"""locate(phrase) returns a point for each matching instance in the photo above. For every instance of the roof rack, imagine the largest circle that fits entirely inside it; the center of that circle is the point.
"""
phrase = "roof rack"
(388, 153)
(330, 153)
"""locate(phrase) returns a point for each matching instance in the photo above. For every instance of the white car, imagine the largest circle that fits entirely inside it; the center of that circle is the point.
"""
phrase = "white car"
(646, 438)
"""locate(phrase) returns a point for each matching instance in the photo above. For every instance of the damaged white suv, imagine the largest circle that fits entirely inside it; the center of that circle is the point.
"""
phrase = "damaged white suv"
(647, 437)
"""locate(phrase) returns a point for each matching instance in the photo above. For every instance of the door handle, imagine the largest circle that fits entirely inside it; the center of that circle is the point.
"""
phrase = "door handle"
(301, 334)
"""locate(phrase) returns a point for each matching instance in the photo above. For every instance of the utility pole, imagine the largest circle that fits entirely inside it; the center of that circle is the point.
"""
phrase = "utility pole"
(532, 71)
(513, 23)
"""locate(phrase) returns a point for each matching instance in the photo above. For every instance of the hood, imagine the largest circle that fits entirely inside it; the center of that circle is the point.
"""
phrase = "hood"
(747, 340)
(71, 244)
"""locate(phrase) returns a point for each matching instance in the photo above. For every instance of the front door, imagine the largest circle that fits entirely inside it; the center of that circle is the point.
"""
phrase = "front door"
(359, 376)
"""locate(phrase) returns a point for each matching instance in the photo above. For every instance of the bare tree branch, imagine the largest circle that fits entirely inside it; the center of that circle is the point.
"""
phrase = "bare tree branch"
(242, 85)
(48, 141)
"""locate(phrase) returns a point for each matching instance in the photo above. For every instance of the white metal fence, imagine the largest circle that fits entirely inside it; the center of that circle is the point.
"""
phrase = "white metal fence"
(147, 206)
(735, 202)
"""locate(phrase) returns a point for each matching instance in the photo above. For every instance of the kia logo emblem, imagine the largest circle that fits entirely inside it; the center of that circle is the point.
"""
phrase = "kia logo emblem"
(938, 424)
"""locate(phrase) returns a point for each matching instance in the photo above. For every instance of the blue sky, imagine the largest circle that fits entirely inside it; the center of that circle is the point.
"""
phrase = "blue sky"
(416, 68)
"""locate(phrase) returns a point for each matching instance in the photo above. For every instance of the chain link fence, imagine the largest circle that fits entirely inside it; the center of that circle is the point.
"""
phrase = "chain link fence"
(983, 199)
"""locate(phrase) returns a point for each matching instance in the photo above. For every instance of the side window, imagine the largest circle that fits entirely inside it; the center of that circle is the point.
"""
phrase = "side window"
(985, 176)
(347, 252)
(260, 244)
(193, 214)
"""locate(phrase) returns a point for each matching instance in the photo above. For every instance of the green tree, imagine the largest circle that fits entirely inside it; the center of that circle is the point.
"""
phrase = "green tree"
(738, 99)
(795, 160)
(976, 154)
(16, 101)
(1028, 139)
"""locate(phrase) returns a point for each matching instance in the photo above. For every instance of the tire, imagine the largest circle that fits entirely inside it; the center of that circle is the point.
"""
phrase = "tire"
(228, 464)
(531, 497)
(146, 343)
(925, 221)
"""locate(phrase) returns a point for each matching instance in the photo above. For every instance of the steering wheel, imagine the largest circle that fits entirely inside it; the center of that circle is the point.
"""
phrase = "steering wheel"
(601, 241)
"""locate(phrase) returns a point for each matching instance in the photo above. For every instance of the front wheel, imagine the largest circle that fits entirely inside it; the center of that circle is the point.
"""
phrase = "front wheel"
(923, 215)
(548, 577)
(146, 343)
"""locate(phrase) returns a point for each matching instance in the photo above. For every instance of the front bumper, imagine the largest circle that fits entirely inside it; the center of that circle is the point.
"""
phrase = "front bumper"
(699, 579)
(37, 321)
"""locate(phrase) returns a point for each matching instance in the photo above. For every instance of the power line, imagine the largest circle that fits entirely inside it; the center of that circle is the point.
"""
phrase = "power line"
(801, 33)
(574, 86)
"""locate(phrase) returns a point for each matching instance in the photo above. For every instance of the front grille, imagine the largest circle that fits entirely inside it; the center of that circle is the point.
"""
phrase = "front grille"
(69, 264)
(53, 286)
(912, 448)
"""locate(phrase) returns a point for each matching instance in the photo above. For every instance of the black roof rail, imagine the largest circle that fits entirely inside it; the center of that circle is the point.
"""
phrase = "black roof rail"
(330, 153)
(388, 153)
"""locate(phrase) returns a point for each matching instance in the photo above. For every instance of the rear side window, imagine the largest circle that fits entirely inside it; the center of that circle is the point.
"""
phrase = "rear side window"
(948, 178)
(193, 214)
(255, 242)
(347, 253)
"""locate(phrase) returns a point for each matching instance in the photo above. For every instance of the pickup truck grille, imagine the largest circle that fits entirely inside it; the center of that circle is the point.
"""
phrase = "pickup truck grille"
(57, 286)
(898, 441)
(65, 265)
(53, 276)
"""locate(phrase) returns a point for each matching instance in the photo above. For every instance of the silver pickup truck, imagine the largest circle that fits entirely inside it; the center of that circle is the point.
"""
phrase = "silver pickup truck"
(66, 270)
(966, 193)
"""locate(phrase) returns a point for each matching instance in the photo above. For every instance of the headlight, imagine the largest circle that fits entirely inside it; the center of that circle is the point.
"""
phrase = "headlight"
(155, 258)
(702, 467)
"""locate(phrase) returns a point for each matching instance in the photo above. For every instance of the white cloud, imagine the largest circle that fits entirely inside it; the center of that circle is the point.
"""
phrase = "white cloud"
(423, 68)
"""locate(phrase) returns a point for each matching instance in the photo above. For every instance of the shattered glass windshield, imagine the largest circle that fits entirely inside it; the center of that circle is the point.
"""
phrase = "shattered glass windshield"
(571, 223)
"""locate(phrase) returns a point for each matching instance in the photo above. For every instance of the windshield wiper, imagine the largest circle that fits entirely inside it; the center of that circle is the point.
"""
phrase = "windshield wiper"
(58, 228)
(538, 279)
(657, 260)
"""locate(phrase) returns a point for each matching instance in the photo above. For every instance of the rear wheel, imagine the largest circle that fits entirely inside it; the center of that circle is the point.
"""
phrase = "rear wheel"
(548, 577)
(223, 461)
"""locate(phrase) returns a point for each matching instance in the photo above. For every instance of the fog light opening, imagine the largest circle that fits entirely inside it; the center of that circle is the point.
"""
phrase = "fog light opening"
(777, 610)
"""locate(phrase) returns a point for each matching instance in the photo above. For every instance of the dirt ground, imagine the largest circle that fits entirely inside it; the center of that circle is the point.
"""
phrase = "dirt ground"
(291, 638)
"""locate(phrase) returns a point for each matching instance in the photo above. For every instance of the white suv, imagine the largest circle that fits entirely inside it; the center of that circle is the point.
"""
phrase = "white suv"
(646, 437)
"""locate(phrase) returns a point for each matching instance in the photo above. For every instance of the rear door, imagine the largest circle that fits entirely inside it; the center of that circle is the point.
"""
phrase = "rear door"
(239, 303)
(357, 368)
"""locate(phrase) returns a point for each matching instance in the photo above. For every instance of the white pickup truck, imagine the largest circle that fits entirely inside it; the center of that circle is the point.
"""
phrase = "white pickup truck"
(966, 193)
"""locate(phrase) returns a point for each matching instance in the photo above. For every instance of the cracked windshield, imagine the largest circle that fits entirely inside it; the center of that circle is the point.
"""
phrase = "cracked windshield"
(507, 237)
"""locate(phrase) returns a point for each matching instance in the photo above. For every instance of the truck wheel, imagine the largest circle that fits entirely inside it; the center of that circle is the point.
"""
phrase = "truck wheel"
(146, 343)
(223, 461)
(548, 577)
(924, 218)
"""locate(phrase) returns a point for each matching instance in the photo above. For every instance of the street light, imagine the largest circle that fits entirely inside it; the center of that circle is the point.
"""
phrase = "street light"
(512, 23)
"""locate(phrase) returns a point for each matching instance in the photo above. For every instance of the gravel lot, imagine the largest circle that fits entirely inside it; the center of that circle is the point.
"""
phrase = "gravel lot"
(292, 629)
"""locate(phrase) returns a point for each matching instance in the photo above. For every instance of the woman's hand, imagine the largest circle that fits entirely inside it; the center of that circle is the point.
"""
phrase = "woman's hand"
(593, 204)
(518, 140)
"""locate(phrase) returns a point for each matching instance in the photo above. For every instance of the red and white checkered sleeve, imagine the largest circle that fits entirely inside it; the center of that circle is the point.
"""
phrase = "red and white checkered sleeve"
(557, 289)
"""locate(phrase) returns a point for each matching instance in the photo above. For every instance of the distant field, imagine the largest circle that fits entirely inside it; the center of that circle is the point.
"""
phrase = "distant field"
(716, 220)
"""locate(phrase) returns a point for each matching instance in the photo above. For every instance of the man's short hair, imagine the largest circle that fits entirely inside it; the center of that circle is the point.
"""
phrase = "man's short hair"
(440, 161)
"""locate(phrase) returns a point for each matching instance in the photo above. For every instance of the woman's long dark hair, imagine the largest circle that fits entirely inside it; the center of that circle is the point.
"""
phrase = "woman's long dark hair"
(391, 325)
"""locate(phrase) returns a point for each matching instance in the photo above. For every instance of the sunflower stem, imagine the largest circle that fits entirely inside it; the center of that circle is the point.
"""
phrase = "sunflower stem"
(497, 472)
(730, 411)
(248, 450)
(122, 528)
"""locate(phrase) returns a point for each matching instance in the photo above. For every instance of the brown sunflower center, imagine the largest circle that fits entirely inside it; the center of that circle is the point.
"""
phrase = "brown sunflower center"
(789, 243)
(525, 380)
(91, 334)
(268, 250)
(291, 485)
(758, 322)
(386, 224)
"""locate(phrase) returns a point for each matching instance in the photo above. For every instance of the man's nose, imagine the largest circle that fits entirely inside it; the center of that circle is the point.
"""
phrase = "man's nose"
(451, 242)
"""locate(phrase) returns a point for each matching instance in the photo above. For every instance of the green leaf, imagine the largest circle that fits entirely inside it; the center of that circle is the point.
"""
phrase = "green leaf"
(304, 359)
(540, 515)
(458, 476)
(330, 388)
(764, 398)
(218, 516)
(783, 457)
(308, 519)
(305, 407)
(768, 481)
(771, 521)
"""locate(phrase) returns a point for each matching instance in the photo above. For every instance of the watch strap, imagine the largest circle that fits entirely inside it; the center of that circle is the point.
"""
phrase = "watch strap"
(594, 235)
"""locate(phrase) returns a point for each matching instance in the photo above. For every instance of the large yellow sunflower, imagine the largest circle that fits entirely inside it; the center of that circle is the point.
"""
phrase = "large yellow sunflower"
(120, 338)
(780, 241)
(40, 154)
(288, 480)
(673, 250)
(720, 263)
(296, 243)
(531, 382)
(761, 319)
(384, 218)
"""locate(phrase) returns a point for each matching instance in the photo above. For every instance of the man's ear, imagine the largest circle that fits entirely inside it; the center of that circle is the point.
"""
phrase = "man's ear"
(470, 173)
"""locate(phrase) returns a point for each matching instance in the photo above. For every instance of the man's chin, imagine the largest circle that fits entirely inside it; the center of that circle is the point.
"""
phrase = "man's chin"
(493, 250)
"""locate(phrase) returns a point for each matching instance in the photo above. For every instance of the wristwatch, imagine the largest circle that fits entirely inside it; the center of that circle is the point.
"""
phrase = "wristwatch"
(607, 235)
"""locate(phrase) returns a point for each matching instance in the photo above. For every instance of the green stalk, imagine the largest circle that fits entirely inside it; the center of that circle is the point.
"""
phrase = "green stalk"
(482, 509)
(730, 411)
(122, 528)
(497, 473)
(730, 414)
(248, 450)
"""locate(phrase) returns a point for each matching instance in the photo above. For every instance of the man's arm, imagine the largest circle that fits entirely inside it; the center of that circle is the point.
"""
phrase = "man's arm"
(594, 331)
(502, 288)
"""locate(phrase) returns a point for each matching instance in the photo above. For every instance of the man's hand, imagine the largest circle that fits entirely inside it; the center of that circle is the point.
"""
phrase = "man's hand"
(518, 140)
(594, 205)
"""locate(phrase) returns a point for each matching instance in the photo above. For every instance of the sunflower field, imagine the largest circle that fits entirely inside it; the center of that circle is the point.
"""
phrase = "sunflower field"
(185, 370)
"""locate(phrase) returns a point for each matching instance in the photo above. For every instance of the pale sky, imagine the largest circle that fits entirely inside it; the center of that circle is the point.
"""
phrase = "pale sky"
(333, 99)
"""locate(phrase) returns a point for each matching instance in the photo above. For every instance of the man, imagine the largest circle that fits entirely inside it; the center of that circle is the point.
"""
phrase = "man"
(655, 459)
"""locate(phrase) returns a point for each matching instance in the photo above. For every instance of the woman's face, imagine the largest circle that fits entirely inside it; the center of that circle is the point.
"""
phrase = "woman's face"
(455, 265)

* **WHAT TO WORK ON**: Reproduce verbatim the lines of the items above, beginning with the line that contains "of the pale" and continuing through the final line of the items.

* **SOLUTION FOR THIS TASK**:
"""locate(phrase) returns a point for each matching instance in the photo above. For every instance of the pale sky, imagine the largest circle that fits entirely inside it; the center of that circle is the point.
"""
phrase = "pale sky"
(333, 99)
"""locate(phrase) returns a point for each matching instance in the photo above. For every instance of the man, imagine the largest circle that fits entirely inside it; the center of that circle is the point.
"""
phrase = "man"
(655, 459)
"""locate(phrase) returns a point for each matching instance in the photo above. For every instance of the woman's face, imagine the largest circle that fits entirely inside it; the center of that circle is the point.
"""
phrase = "woman's face"
(455, 265)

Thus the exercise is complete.